[Region annotation items]
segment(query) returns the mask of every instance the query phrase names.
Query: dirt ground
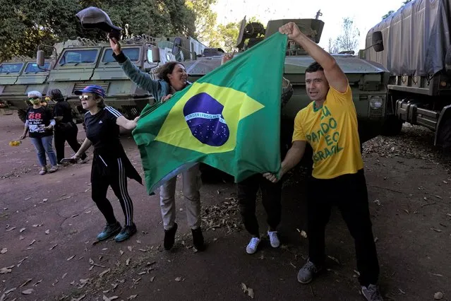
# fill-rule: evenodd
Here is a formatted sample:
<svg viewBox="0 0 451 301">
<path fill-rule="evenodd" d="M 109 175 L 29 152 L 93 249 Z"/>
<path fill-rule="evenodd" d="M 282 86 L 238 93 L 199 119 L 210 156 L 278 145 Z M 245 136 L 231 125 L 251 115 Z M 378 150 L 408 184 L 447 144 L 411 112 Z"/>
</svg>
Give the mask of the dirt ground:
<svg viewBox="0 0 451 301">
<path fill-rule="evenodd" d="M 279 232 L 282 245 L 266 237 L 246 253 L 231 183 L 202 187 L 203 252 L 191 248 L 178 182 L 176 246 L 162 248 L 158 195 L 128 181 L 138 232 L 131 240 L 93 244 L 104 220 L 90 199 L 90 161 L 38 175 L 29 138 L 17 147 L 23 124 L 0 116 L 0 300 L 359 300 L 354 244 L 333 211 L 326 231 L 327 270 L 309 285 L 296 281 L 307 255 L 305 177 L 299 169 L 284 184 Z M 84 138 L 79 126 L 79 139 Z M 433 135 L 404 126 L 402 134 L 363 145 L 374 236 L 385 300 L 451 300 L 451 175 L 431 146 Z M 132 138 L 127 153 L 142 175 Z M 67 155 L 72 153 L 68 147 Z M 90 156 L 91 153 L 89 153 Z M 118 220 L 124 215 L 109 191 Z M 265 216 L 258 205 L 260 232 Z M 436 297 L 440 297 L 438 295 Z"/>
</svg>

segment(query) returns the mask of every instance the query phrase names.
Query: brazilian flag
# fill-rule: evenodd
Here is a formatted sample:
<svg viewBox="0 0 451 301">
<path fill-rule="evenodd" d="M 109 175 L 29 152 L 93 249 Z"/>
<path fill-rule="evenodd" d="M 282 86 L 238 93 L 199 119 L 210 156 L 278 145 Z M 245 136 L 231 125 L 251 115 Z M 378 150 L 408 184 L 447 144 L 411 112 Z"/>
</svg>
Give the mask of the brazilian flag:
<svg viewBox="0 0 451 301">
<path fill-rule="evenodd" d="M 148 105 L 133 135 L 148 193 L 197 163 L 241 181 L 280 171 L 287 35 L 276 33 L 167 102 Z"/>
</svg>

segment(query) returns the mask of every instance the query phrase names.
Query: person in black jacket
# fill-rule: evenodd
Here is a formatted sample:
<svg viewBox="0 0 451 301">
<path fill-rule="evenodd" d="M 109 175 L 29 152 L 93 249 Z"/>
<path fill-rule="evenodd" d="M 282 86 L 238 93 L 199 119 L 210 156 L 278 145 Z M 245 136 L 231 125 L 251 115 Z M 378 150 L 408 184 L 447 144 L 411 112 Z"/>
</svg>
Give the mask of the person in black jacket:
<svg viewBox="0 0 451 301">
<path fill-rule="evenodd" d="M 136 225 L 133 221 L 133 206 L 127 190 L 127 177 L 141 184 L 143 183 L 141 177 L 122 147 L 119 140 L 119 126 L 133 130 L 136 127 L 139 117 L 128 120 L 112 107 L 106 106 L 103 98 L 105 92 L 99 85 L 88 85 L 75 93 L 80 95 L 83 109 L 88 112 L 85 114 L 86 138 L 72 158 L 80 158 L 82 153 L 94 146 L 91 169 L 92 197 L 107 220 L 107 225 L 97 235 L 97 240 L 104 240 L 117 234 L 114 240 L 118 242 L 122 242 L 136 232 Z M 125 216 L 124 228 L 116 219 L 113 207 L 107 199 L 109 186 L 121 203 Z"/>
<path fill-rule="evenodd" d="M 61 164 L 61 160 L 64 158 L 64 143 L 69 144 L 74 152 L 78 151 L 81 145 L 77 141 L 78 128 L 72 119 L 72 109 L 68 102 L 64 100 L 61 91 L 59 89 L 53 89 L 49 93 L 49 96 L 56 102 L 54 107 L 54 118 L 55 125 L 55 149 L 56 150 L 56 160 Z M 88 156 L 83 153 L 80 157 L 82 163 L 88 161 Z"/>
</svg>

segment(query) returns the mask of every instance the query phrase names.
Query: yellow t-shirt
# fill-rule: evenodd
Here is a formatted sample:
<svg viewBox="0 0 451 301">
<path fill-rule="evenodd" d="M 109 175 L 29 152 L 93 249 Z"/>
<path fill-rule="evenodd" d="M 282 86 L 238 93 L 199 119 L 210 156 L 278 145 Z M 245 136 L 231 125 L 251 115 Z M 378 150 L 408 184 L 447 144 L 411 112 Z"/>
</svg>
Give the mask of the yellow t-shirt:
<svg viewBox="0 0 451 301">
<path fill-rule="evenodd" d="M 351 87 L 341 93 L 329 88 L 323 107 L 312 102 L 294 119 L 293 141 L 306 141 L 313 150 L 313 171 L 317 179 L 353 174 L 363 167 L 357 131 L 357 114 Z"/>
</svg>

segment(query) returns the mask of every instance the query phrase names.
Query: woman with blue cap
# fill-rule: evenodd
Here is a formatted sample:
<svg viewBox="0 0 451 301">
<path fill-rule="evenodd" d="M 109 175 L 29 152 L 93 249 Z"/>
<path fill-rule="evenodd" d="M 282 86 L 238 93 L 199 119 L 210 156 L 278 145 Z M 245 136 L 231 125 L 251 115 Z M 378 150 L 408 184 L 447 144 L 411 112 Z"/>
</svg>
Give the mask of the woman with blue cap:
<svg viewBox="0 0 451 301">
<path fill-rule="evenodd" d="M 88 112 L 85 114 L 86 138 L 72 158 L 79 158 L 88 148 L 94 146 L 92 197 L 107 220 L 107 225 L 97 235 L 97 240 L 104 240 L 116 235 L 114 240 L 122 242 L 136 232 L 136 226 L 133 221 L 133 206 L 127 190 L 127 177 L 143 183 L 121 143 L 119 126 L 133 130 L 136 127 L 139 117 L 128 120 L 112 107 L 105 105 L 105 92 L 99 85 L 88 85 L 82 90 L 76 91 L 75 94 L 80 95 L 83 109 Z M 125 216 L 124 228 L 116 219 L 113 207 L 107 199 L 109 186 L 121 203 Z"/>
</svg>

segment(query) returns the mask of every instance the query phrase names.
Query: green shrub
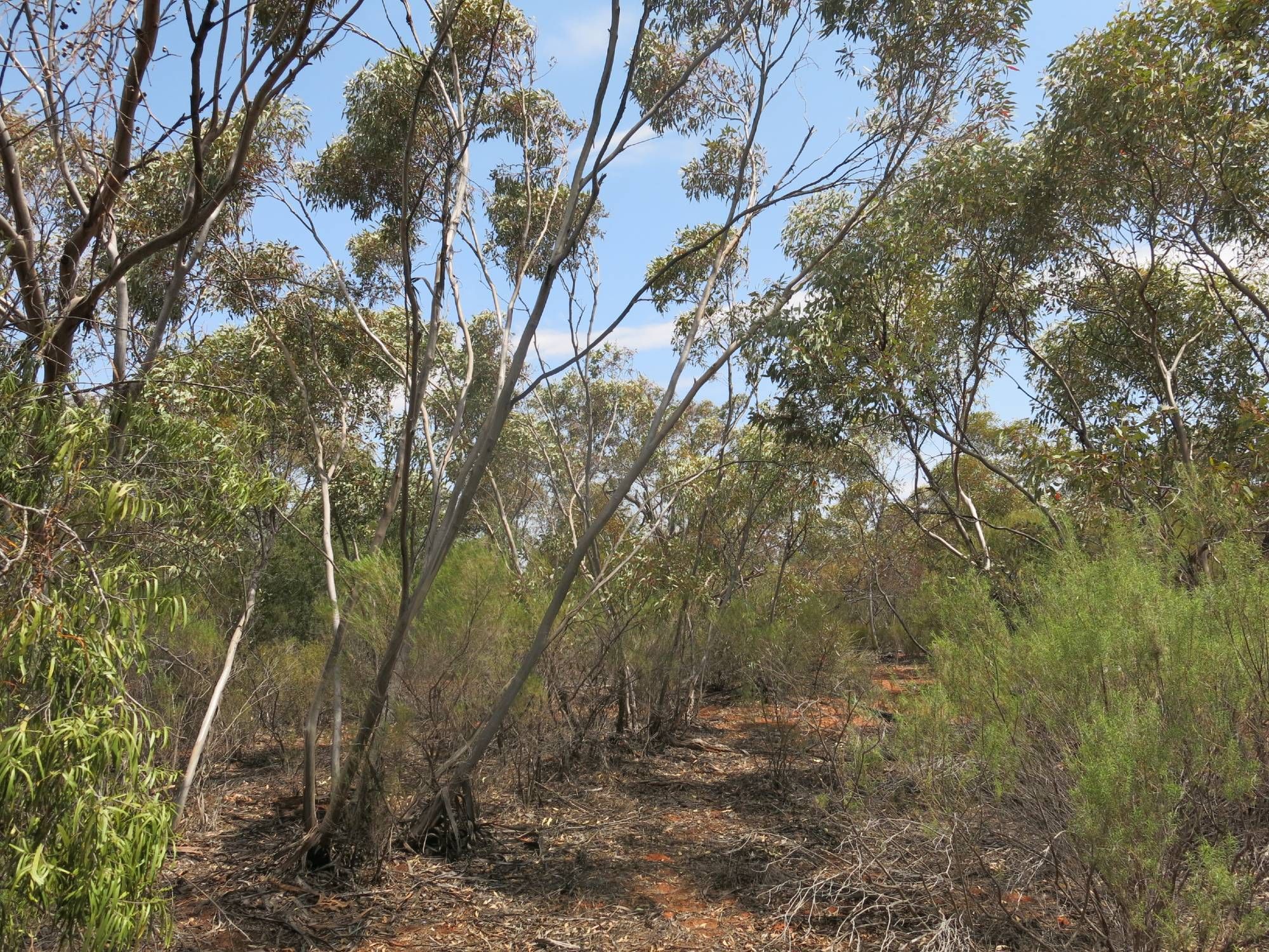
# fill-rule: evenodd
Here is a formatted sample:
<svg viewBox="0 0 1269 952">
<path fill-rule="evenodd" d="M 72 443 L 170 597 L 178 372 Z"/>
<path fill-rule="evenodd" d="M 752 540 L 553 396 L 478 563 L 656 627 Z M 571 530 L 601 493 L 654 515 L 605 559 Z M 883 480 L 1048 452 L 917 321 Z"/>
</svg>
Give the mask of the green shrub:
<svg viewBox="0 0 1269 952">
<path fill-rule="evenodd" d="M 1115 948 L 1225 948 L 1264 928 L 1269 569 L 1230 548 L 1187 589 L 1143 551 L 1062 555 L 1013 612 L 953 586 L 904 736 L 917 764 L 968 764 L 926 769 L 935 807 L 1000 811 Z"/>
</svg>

* * *

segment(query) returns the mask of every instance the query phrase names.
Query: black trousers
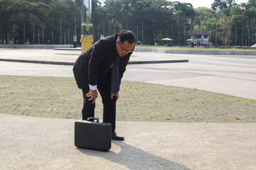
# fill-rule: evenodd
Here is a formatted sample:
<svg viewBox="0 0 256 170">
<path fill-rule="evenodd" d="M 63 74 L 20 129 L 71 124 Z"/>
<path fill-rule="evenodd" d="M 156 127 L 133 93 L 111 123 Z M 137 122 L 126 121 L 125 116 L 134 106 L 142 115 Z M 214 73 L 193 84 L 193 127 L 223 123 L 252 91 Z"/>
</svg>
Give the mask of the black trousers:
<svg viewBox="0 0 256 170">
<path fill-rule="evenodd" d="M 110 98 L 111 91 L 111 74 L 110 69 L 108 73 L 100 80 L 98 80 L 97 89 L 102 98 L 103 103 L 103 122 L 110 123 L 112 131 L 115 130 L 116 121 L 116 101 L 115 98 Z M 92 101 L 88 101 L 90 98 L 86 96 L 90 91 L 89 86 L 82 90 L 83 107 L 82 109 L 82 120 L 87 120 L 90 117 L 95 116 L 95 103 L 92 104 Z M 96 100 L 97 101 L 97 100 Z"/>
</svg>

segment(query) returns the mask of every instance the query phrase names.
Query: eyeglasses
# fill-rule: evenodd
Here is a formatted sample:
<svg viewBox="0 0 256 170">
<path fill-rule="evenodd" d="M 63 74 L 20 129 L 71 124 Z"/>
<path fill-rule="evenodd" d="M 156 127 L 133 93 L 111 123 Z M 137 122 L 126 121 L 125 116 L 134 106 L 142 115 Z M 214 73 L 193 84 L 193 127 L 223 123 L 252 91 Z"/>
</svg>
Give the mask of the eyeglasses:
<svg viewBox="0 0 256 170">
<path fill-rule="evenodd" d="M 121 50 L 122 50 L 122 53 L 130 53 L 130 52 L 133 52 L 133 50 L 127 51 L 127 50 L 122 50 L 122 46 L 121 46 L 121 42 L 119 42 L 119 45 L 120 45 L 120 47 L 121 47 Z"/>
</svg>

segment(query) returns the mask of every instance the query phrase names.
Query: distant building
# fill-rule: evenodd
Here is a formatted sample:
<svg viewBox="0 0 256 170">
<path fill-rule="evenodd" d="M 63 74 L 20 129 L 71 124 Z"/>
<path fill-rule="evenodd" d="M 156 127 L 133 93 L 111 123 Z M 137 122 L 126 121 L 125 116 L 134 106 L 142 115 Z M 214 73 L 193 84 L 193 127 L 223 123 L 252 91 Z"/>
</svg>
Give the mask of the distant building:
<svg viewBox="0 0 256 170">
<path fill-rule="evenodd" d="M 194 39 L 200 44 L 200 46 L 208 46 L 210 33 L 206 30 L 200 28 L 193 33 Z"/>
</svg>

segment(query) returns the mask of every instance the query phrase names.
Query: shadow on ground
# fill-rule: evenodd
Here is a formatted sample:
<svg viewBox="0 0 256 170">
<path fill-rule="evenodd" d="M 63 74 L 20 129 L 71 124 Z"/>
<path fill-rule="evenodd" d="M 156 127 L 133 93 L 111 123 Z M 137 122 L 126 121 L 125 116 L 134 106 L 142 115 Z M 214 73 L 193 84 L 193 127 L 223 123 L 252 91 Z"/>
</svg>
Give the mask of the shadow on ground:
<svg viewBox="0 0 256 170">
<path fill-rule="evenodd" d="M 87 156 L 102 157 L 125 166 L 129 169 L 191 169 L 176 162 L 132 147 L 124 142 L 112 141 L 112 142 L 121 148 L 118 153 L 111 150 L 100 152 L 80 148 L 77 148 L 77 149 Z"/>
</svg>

* TASK DESCRIPTION
Pull out every line of the items above that contains the word "with", treating uppercase and lowercase as different.

* ANSWER FOR THIS EXERCISE
Query: woman with blue cap
Give the mask of the woman with blue cap:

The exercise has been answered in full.